→ SUPPLIED DATA
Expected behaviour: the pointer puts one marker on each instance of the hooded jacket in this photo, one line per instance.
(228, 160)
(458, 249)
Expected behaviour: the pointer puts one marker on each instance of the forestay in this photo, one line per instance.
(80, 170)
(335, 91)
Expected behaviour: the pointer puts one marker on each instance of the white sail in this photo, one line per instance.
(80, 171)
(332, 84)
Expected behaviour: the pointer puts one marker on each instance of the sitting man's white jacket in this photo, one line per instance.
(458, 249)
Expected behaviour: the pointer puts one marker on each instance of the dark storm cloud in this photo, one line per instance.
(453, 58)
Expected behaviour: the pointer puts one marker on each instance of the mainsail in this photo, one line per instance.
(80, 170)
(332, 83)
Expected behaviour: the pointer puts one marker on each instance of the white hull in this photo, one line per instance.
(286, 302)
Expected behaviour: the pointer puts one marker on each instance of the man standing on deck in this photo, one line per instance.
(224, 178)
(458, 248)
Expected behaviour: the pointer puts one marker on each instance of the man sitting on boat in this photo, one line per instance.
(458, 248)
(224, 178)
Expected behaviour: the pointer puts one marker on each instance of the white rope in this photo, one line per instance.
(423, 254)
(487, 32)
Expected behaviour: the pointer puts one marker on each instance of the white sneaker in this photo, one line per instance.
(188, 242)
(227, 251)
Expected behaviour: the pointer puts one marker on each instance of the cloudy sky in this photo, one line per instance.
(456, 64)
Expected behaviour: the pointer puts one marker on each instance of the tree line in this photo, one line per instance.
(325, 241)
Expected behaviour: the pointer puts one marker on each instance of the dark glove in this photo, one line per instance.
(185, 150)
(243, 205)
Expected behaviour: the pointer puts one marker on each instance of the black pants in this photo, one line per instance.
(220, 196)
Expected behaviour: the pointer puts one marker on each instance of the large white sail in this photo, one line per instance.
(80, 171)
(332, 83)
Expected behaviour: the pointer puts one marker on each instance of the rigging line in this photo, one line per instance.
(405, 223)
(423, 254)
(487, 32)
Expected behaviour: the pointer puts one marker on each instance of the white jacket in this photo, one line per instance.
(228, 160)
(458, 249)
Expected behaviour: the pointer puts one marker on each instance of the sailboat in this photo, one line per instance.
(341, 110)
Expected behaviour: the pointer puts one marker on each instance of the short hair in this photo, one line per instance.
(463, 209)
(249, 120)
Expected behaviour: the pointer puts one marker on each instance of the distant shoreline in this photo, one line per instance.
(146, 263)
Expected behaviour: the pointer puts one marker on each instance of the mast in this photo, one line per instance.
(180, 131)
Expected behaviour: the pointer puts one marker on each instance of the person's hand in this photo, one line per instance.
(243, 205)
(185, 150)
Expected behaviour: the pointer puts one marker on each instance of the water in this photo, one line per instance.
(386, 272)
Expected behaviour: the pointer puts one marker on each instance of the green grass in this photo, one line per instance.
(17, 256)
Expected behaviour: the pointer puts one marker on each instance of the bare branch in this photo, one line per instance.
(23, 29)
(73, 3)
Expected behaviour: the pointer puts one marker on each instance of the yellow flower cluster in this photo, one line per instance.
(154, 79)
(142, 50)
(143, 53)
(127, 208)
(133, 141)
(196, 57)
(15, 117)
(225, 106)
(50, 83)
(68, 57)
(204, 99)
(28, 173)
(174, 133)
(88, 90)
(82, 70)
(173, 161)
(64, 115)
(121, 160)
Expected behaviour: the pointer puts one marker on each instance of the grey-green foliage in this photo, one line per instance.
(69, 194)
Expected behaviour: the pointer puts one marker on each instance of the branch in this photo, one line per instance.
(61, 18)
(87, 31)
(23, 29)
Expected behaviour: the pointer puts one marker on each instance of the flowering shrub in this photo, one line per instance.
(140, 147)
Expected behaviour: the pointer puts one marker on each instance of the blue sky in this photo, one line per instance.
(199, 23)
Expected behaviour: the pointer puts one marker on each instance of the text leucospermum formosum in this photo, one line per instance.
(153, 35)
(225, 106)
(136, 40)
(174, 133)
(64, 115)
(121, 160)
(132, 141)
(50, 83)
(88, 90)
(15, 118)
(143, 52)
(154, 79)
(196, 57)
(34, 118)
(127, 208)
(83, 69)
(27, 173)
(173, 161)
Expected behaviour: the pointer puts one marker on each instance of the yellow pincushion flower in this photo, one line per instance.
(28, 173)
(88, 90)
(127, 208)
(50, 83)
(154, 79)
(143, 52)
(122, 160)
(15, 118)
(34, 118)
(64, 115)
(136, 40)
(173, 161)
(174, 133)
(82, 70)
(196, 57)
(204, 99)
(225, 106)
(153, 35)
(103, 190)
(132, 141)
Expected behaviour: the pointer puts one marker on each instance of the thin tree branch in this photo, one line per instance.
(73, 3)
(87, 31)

→ DIRECTIONS
Write out all the entries exactly.

→ TASK SOLUTION
Expected behaviour: the pointer puts one marker on each instance of the hooded jacket in this photo, one line per instance.
(228, 160)
(458, 249)
Expected behaviour: the pointer puts one marker on each instance of the forestay in this photo, one line per instance.
(80, 170)
(335, 91)
Expected behaviour: the pointer puts one marker on each instance of the white sail in this photo, one line per instance.
(80, 171)
(332, 84)
Expected behaviour: the pointer puts one marker on each instance of the sitting man's white jacket in this photo, one line per instance.
(458, 249)
Expected behaviour: the pointer puts one marker on each instance of the dark storm cloud in this photo, one line per instance.
(453, 58)
Expected behaviour: the pointer puts one marker on each instance of the mainsail in this photo, one line per instance.
(80, 170)
(332, 83)
Expected behaviour: the pointer puts one marker on each instance of the white hull in this photo, one line per instance.
(286, 302)
Expected behaviour: the pointer puts one marker on each instance of the man standing on deck in this photo, one line per instance.
(224, 178)
(458, 248)
Expected behaviour: the pointer puts one marker on each instance of the man sitting on boat in this photo, one line per instance.
(458, 248)
(224, 178)
Expected behaviour: the pointer puts one marker on each instance of the white rope in this photo, one line per instance.
(423, 254)
(487, 32)
Expected behaviour: the pointer puts one marker on each instance of the white sneaker in this photo, one line per instance.
(188, 242)
(227, 251)
Expected behaviour: the pointer puts one marker on each instance of the cloudy sky in this photo, one line per instance.
(456, 64)
Expected behaviour: the pointer puts one marker on each instance of the tree line in this photo, one line per instance.
(325, 241)
Expected behaviour: the pointer puts one marker on each instance of the dark glove in this photo, one line per instance.
(185, 150)
(243, 205)
Expected behaviour: the pointer puts one marker on each instance of the black pants in this photo, one line per instance.
(220, 196)
Expected behaviour: the pointer puts one marker on each instance of the large white sail in this photo, one line per instance.
(80, 171)
(332, 83)
Expected behaviour: the pointer puts one marker on each instance of the rigging line in this photo, one line per instance.
(405, 223)
(423, 254)
(487, 32)
Expected behaviour: the pointer puts one marker on each instance of the white jacket in this photo, one line per instance.
(228, 160)
(458, 249)
Expected behaviour: the pointer puts one marker on each instance of the sailboat in this photo, one line per instance.
(341, 110)
Expected behaviour: the pointer puts one marker on each instance of the short hair in this photo, one line per instance.
(463, 209)
(249, 120)
Expected behaviour: the pointer puts one marker on each instance of the distant shoreline in this photo, one line per instance.
(146, 263)
Expected behaviour: the pointer puts one marker on each instance of the mast in this photo, one line per instance.
(180, 131)
Expected behaviour: the pointer puts one marker on each instance of the person's hand in this photo, one line per instance.
(243, 205)
(185, 150)
Expected behaviour: the pointer puts one marker on each instance of the water in this photo, one line per instance.
(386, 272)
Expected behaviour: the pointer puts one marker on each instance of the green grass in this photo, one line per instance.
(17, 256)
Expected behaviour: the pointer puts one marker on each instance of the bare branch in this photo, one line per instance.
(23, 29)
(73, 3)
Expected behaviour: the pointer puts one marker on each instance of the yellow flower cluster in this photo, one line per instance.
(154, 79)
(142, 50)
(143, 53)
(127, 208)
(133, 141)
(196, 57)
(15, 117)
(225, 106)
(50, 83)
(68, 57)
(204, 99)
(28, 173)
(174, 133)
(88, 90)
(82, 70)
(173, 161)
(64, 115)
(121, 160)
Expected behaviour: the pointer puts one marker on each instance of the grey-green foliage in this photo, one line per instance.
(69, 194)
Expected behaviour: the pointer puts one marker on each instance of the branch in this photo, one line per instance.
(61, 18)
(87, 31)
(23, 29)
Expected behaviour: the pointer puts one marker on each instance of the flowering shrub in this photo, one line per instance.
(140, 147)
Expected behaviour: the pointer puts one marker on each instance of the blue sky in this photo, one line per instance.
(199, 23)
Expected behaviour: the pointer puts one marker on each instance of the text leucospermum formosum in this photo, one line per instance.
(153, 35)
(225, 106)
(136, 40)
(174, 133)
(64, 115)
(121, 160)
(132, 141)
(50, 83)
(88, 90)
(15, 118)
(143, 52)
(154, 79)
(196, 57)
(34, 118)
(127, 208)
(83, 69)
(27, 173)
(173, 161)
Expected behaviour: the pointer puts one marker on each instance of the yellow pincushion flower in this photo, one line per instance.
(28, 173)
(88, 90)
(127, 208)
(50, 83)
(154, 79)
(143, 52)
(122, 160)
(15, 118)
(34, 118)
(64, 115)
(136, 40)
(173, 161)
(174, 133)
(82, 70)
(196, 57)
(204, 99)
(225, 106)
(153, 35)
(103, 190)
(132, 141)
Expected behaviour: the pointer puts one marker on each instance of the thin tree branch in this photo, one line per instance.
(73, 3)
(87, 31)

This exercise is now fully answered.